**DOCUMENT SECTION:**
How systems thinking can help stop neglected tropical diseases
Despite being easy and inexpensive to treat, a group of common bacterial and parasitic infections kill hundreds of thousands of people in tropical countries each year. In a new paper, Yale SOM’s Teresa Chahine and her co-authors map the complex system of stakeholders surrounding the diseases and identify key leverage points for making progress. Chahine says that philanthropy and aid efforts can actually contribute to the persistence of complex social challenges, and systems thinking allows organizations to target their interventions in the right ways to make an impact.
Neglected tropical diseases, a group of 20 bacterial and parasitic infections common to tropical countries, kill around 350,000 people each year and infect many more, causing chronic illness, blindness, and disfigurement. Their toll is heaviest among the poorest, most vulnerable people in the world.
For all the suffering they cause, NTDs are easy and inexpensive to treat. Several are entirely preventable with medication costing as little as 50 cents per person per year—making NTDs one of the “best buys” in global public health. So why, despite sustained attention from public health agencies and aid organizations, does the problem persist?
For a problem many see as comparatively simple to solve, the hurdles are still significant. NTDs are underfunded. Many of the most afflicted countries don’t view them as a political priority or have the logistical capacity to get drugs into the hands of people who need them. Programs aimed at addressing NTDs often operate in silos, disconnected from related development efforts.To Yale SOM’s Teresa Chahine, NTDs are a prime example of what social innovation scholars call complex problems—societal issues that involve a diverse group of actors trying to respond to shifting contexts and strategies.
They are also a good example of a problem that can benefit from a “systems thinking” approach. “When people are trying to solve a social problem,” Chahine explains, “a big mistake they make is that they just see one part of the system”—not the messy whole. Systems thinking helps combat that challenge by identifying big-picture patterns and relationships and identifying “leverage points,” areas where small changes could have an outsized positive impact.
For a new study, Chahine and her co-authors—Jeffrey Glenn of BYU, Kimberly Kamar of the END Fund, Zaiyanatu Abubakar Umar of Nigeria’s Ministry of Health, and Nils Daulaire and Thomas Bossert of Harvard—applied a systems thinking approach to NTDs. Glenn, then a student of Chahine, reviewed existing studies, convened a workshop with leading NTD organizations, and interviewed key players at all levels of the system. With that knowledge, the researchers created a visual model of the entire NTD system and identified several leverage points.
“There is frequent talk of systems thinking as an important approach for problem solving,” says Glenn. “What is much less frequent is the actual application of systems thinking tools to real-world problems. Our study attempts to bridge the gap.”
The study illustrates how systems thinking can be applied to complex public health problems, Chahine adds. By taking this zoomed-out approach, “we can identify the leverage points at a systems level, instead of just throwing money at the problem or trying to come up with innovative solutions that are really only Band-Aids and don’t address the root cause.”
After gathering all the information they could about the NTD community, the researchers analyzed their interviews and materials for common ideas and observations. After identifying six overarching themes, they detailed the positive and negative forces at work within each. Then, they created a visualization that they shared with stakeholders and refined. Finally, with the system fully mapped, the researchers could discern the five most important leverage points.

**STUDY MATERIAL:**

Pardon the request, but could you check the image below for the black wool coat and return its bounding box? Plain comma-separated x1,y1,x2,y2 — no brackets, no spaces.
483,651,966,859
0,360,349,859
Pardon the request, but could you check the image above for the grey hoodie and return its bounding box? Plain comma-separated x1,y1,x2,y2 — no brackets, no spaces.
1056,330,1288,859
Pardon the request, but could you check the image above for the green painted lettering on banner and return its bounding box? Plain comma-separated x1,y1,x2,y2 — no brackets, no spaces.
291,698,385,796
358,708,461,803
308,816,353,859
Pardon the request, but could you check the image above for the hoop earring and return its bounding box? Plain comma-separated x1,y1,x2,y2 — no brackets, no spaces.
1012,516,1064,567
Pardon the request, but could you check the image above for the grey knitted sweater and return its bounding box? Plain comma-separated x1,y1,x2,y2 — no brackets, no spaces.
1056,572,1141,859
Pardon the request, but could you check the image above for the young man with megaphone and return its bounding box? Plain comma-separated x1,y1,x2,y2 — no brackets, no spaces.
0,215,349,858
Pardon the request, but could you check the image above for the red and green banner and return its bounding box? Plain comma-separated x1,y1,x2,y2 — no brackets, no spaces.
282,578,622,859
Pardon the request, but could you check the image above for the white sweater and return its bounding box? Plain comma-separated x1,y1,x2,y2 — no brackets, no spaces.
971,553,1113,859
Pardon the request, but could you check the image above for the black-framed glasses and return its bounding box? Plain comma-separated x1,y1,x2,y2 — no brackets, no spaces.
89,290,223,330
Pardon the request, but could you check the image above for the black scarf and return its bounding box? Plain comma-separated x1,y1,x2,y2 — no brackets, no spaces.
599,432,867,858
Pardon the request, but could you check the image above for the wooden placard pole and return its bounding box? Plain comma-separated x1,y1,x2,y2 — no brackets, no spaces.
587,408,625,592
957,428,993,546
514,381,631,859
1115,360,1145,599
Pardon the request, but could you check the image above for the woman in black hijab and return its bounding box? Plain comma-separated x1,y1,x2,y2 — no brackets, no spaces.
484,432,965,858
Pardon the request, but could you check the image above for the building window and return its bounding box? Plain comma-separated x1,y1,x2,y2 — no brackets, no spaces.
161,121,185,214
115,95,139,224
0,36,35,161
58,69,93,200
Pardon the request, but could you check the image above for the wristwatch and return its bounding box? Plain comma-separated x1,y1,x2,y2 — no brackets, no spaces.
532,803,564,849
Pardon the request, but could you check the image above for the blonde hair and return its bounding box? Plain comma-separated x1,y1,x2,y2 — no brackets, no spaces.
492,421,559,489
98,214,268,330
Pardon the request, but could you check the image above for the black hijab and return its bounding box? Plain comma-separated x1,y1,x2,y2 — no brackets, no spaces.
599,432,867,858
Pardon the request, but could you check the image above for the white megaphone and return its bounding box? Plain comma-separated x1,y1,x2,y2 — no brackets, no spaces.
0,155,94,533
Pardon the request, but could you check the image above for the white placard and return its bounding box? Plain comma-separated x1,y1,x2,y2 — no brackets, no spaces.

**TASKS AND EXERCISES:**
a: From the article on neglected tropical diseases, reproduce word for word the passage starting at "Neglected tropical diseases, a" and ending at "the problem persist?".
b: According to the article on neglected tropical diseases, how many people do these diseases kill each year?

**RESPONSES:**
a:
Neglected tropical diseases, a group of 20 bacterial and parasitic infections common to tropical countries, kill around 350,000 people each year and infect many more, causing chronic illness, blindness, and disfigurement. Their toll is heaviest among the poorest, most vulnerable people in the world.
For all the suffering they cause, NTDs are easy and inexpensive to treat. Several are entirely preventable with medication costing as little as 50 cents per person per year—making NTDs one of the “best buys” in global public health. So why, despite sustained attention from public health agencies and aid organizations, does the problem persist?

b: Around 350,000 people.